**WHAT NEEDS TO BE DONE:** Pick up the news article about predicting transcription factor binding sites after its final sentence and keep writing it.

**TEXT SHOWN:**

NEW YORK (GenomeWeb News) – A team of French and Italian researchers has developed a pipeline for identifying transcription factor binding sites using information from positional weight matrices (PWMs), genomic profiling, and expression data. Their work is scheduled to appear online this week in the Proceedings of the National Academy of Sciences.
The researchers created a PWM to computationally predict high-specificity binding sites. They then incorporated comparative genomic, gene expression and other data to focus in on the sites most likely to be functional. Using Stat3 as an example, they showed that they could pinpoint known and novel Stat3 binding sites in the mouse genome that are consistent with the transcription factor's known cellular roles and with Stat3 binding patterns as measured by chromatin immunoprecipitation.
"Given its high validation rate, and the availability of large transcription factor-dependent gene expression datasets obtained under diverse environmental conditions," the authors wrote, "our approach appears to be a valid alternative to high-throughput experimental assays for the discovery of novel direct targets of transcription factors."
Stat3, a member of the "signal transducers and activators of transcription," or STAT protein family, has previously been linked to processes such as inflammation, cellular proliferation, immunity, and oncogenesis. Following activation by cytokine receptors, growth factors, or oncogenes, Stat3 can induce a variety of target genes, depending on the cell type and cellular conditions.

**DATA SECTION:**
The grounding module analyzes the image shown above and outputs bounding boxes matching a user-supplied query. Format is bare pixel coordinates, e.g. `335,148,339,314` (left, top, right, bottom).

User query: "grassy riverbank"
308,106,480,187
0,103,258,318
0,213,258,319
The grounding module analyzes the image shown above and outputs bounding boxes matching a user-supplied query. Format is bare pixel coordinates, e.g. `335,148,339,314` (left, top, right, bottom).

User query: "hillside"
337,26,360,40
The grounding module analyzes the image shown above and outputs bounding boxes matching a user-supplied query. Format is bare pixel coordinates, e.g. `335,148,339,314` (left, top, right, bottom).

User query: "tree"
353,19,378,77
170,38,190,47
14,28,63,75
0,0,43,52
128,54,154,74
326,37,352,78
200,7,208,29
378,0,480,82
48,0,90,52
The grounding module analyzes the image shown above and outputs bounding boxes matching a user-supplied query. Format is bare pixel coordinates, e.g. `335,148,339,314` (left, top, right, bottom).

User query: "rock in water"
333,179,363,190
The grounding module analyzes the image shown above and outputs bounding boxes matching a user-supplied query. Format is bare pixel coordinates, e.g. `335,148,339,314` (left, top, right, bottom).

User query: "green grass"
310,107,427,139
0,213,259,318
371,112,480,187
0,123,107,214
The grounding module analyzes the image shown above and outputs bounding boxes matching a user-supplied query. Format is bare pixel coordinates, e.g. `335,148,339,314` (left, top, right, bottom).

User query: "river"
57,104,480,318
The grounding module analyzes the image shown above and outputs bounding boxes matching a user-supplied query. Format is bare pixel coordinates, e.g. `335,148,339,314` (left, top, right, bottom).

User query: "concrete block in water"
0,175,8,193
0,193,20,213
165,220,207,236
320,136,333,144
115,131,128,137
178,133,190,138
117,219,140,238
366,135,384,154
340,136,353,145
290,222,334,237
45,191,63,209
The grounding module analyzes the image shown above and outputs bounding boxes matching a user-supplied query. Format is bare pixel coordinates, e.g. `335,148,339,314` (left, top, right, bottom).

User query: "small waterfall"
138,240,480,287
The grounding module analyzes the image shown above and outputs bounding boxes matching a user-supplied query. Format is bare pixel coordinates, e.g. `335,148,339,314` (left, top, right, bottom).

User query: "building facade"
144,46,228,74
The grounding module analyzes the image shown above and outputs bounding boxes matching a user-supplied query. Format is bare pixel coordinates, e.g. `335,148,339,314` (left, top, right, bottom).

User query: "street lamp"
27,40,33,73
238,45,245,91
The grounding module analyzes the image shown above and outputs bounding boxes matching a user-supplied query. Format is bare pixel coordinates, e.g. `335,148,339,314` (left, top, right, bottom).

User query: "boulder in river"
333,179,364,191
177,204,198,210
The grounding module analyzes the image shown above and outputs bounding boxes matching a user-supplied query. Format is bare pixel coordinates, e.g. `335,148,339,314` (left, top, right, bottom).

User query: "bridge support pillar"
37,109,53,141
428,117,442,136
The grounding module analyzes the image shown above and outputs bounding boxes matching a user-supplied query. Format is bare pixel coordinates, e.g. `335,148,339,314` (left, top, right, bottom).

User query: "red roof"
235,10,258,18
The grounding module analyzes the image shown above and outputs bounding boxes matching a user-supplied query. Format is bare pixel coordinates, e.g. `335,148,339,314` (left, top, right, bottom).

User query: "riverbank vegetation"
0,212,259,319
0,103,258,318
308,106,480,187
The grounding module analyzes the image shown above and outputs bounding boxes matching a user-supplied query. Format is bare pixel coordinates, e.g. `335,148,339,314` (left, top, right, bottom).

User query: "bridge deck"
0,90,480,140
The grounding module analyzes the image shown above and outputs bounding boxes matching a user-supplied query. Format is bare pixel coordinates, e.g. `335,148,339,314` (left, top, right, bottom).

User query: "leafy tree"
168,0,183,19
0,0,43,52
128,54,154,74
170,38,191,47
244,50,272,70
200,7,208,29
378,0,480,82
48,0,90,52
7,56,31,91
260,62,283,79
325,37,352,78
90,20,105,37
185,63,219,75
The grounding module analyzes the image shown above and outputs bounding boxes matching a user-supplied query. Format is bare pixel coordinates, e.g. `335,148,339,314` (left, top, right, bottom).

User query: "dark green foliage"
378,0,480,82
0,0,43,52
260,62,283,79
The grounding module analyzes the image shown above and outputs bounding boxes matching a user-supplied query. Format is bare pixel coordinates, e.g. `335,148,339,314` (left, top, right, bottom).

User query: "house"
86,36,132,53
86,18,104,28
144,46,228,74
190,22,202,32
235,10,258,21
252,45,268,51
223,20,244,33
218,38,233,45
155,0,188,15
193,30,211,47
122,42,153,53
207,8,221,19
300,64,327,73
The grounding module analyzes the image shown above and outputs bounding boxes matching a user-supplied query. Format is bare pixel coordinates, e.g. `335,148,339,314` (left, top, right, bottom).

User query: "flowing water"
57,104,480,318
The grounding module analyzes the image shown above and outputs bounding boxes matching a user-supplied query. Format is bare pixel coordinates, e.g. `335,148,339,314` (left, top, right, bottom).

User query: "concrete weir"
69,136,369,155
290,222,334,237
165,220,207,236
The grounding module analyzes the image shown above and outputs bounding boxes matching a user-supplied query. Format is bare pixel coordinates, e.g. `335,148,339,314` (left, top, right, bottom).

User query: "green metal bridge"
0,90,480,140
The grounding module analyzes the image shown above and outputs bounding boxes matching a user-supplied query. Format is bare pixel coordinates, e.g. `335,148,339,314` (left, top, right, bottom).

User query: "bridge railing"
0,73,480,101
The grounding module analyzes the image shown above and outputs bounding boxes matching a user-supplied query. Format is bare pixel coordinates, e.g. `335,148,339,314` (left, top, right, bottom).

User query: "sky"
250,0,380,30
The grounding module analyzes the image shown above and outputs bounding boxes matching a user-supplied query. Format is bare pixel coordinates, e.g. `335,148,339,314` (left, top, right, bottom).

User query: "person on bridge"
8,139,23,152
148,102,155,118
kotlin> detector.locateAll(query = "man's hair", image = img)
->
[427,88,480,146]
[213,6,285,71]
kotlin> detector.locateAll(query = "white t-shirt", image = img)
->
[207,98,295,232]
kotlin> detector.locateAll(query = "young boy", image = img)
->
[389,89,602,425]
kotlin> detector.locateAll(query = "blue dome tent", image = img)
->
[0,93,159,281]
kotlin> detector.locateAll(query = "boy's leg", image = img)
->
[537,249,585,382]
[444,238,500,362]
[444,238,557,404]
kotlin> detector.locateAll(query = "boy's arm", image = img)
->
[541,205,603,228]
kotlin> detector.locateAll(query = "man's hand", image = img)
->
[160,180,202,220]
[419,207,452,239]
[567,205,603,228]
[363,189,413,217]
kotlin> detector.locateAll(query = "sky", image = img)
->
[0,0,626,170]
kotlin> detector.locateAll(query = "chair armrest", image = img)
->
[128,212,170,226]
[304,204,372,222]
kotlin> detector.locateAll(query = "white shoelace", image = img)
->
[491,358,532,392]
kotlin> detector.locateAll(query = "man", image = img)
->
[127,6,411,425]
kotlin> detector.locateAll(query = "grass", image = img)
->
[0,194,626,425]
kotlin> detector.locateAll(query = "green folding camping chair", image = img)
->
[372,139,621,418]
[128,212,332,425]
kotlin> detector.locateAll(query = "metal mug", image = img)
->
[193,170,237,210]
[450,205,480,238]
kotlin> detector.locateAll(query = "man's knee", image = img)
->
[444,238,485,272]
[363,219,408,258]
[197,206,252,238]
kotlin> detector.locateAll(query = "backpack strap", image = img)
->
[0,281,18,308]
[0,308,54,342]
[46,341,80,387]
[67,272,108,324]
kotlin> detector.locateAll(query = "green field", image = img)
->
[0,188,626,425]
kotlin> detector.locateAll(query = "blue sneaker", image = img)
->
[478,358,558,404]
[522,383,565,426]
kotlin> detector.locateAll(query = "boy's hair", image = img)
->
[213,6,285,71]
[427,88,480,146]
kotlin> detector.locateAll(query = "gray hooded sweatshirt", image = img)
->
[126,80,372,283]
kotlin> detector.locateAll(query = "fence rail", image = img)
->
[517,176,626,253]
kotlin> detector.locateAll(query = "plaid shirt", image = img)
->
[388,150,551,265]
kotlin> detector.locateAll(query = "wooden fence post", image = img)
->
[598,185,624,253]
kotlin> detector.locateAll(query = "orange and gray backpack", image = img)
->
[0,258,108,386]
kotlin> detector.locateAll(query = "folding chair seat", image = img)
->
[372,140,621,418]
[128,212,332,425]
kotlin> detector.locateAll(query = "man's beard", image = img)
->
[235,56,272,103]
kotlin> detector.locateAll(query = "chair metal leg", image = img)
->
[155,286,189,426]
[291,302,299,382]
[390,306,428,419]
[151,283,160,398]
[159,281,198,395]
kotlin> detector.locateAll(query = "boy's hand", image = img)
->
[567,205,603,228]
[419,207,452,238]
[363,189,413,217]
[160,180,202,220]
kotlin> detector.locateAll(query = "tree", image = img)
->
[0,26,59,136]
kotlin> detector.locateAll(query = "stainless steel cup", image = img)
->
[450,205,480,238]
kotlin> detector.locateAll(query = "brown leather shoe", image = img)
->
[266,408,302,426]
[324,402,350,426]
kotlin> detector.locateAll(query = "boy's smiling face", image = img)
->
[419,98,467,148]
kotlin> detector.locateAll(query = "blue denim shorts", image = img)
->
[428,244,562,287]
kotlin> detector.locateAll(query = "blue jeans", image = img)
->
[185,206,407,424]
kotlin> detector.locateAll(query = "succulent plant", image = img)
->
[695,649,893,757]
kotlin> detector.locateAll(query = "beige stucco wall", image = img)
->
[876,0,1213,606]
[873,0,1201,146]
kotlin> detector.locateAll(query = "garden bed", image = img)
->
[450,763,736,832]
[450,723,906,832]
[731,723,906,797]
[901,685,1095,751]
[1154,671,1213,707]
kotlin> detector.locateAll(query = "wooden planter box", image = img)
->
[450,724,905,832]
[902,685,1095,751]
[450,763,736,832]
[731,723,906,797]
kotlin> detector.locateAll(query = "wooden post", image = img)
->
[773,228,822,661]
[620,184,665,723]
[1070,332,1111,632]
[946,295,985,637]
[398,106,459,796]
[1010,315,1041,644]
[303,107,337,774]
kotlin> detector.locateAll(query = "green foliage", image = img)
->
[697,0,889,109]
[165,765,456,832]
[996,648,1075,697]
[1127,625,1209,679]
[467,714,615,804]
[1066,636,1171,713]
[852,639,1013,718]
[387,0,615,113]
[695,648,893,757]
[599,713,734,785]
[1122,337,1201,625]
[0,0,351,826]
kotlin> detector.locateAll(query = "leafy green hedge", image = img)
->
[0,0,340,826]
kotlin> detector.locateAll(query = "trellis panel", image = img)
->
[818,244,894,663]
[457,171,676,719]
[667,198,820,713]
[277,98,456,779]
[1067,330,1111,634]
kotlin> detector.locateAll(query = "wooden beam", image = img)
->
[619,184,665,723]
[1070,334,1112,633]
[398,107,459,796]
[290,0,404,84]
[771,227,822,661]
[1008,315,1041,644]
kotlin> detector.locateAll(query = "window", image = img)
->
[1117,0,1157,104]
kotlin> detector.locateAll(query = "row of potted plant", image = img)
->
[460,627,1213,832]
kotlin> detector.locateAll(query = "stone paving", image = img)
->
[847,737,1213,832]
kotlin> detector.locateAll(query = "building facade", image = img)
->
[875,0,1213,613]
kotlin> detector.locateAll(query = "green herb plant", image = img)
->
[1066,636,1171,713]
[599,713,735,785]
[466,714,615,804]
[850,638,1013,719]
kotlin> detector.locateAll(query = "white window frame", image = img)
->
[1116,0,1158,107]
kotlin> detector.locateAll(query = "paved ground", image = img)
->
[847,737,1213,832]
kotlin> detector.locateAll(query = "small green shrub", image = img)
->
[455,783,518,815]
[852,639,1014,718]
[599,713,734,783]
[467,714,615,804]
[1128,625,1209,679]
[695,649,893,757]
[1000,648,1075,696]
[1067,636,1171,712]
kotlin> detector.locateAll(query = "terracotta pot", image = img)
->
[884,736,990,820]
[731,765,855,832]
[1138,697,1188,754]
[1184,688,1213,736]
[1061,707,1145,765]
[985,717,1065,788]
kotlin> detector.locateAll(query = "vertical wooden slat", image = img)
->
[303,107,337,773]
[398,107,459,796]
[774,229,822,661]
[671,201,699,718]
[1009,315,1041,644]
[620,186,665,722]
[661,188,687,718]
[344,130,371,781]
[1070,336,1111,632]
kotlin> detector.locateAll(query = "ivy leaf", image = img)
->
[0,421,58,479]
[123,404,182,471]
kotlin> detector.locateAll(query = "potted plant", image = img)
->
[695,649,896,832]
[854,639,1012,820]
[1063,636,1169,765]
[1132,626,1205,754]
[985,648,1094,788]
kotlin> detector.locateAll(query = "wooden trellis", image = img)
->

**RESPONSE TO THIS EXERCISE:**
To test their method and uncover new Stat3 binding sites in the mouse genome, senior author Valeria Poli, a molecular biologist at the University of Turin, and her colleagues developed a PWM using information on 54 characterized Stat3 binding sites. Along with information regarding background nucleotide frequencies, this PWM helped the researchers computationally predict Stat3 binding sites.
Using this approach, the researchers turned up nearly 1.4 million potential Stat3 binding sites in the mouse genome. They subsequently narrowed their search using comparative genomics to look for phylogenetic conservation between potential mouse Stat3 binding sites and those in seven other vertebrate species. They also compared these results with Stat3 binding sites identified in two cell lines in previous ChIP-Seq studies.
By further limiting their search to predicted binding sites within 10,000 bases upstream of transcription start sites, the team selected specific candidate sites for experimental validation.
Their results suggest that there is relatively little overlap between Stat3 binding sites in different biological systems. Of the 9,648 genes they found that had potential binding sites in at least one species, less than half — 4,339 genes — appeared to have conserved Stat3 binding sites in at least two of the species.
When they did functional analyses on these genes based on gene ontology terms, the team found over-represented genes involved in everything from development and transcription factor activity to intracellular signaling and cell-cell signaling, motility, and adhesion. Consistent with Stat3's role in oncogenesis, the researchers also noted that many of the genes linked to Stat3 had roles in tumor transformation, metastasis, and growth.
Overall, of the 14 newly-detected binding sites they tested, the team confirmed Stat3 binding at a dozen of the sites. And in general, proposed binding sites fell in genes whose expression varied in a Stat3 dependent manner, suggesting the computational strategy turned up real Stat3 targets in the mouse genome.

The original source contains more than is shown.